==== Record excerpts

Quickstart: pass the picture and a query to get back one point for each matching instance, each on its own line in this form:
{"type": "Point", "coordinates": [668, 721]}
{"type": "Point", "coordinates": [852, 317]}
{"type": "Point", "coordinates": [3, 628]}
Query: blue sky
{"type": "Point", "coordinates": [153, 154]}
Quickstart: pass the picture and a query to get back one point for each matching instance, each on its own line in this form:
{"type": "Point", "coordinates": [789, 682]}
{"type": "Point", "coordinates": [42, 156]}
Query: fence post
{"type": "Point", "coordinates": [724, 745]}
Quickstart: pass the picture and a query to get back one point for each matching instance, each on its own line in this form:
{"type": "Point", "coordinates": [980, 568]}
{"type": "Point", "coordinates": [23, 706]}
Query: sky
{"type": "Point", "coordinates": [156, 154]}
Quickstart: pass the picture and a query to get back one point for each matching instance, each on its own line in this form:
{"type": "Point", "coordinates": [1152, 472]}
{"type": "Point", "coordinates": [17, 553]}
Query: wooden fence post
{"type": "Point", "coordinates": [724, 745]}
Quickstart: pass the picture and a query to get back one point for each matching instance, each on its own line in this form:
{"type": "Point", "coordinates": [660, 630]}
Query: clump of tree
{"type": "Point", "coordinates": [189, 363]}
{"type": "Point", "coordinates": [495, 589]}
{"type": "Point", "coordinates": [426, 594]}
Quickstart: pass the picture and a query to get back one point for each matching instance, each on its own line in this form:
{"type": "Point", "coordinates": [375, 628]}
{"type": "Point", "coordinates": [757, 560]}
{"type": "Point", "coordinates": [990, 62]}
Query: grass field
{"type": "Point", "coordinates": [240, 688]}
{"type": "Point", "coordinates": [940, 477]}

========

▸ Exercise goal:
Without omitting anything, output the entries exactly.

▸ In response:
Quickstart: pass the picture and a query to get back one point for each matching instance, each on its own line in this form:
{"type": "Point", "coordinates": [668, 721]}
{"type": "Point", "coordinates": [852, 317]}
{"type": "Point", "coordinates": [3, 628]}
Query: blue sky
{"type": "Point", "coordinates": [153, 154]}
Quickstart: pass the picture and a query to get back one point for each matching instance, each on its own line in this form:
{"type": "Point", "coordinates": [789, 682]}
{"type": "Point", "coordinates": [42, 156]}
Query: fence post
{"type": "Point", "coordinates": [724, 745]}
Quickstart: pass the picture and a query to get back one point for each matching instance, each on its own line in this form:
{"type": "Point", "coordinates": [980, 568]}
{"type": "Point", "coordinates": [23, 706]}
Query: sky
{"type": "Point", "coordinates": [156, 154]}
Quickstart: pass the picture and a query to get back one point for each matching instance, each on its own line in this form:
{"type": "Point", "coordinates": [1152, 472]}
{"type": "Point", "coordinates": [17, 553]}
Query: wooden fence post
{"type": "Point", "coordinates": [724, 745]}
Quickstart: pass the picture and a query to get back one point for each matching instance, each on its own line in this form:
{"type": "Point", "coordinates": [660, 630]}
Query: clump of tree
{"type": "Point", "coordinates": [189, 363]}
{"type": "Point", "coordinates": [495, 589]}
{"type": "Point", "coordinates": [426, 594]}
Quickstart: pass the picture and a query to get back one point for each matching instance, each on its own line in this form:
{"type": "Point", "coordinates": [375, 628]}
{"type": "Point", "coordinates": [757, 560]}
{"type": "Point", "coordinates": [990, 62]}
Query: grass field
{"type": "Point", "coordinates": [240, 688]}
{"type": "Point", "coordinates": [940, 477]}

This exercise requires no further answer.